Reproduce the material below verbatim, leaving out the pictures.

= = = =

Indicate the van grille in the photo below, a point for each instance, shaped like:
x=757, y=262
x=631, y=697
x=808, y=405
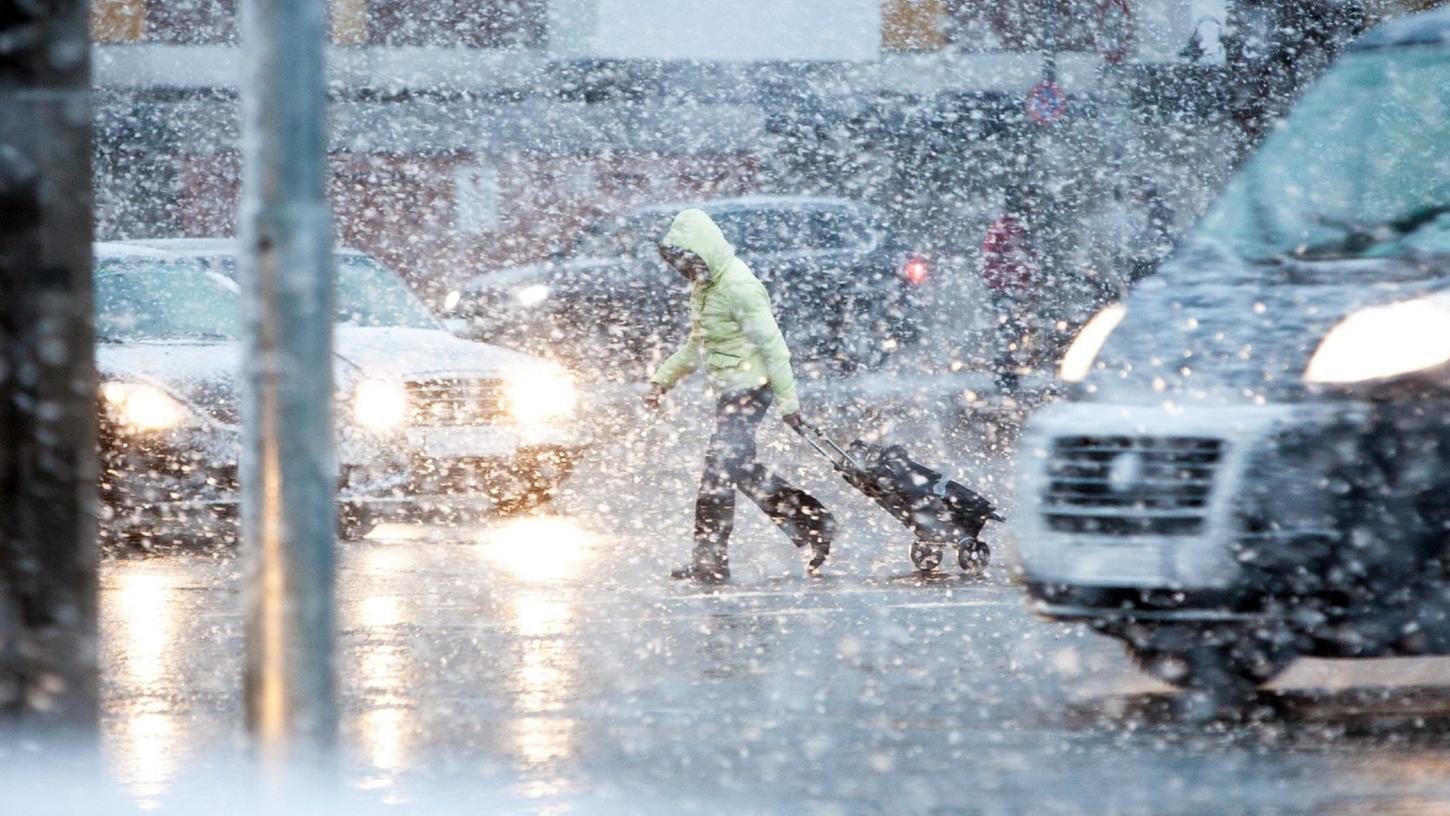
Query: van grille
x=454, y=400
x=1131, y=484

= = = =

- **FULL OUTPUT**
Indicate the van grille in the photo below, a point for each instance, shaped like:
x=757, y=262
x=631, y=697
x=808, y=405
Query: van grille
x=454, y=400
x=1131, y=484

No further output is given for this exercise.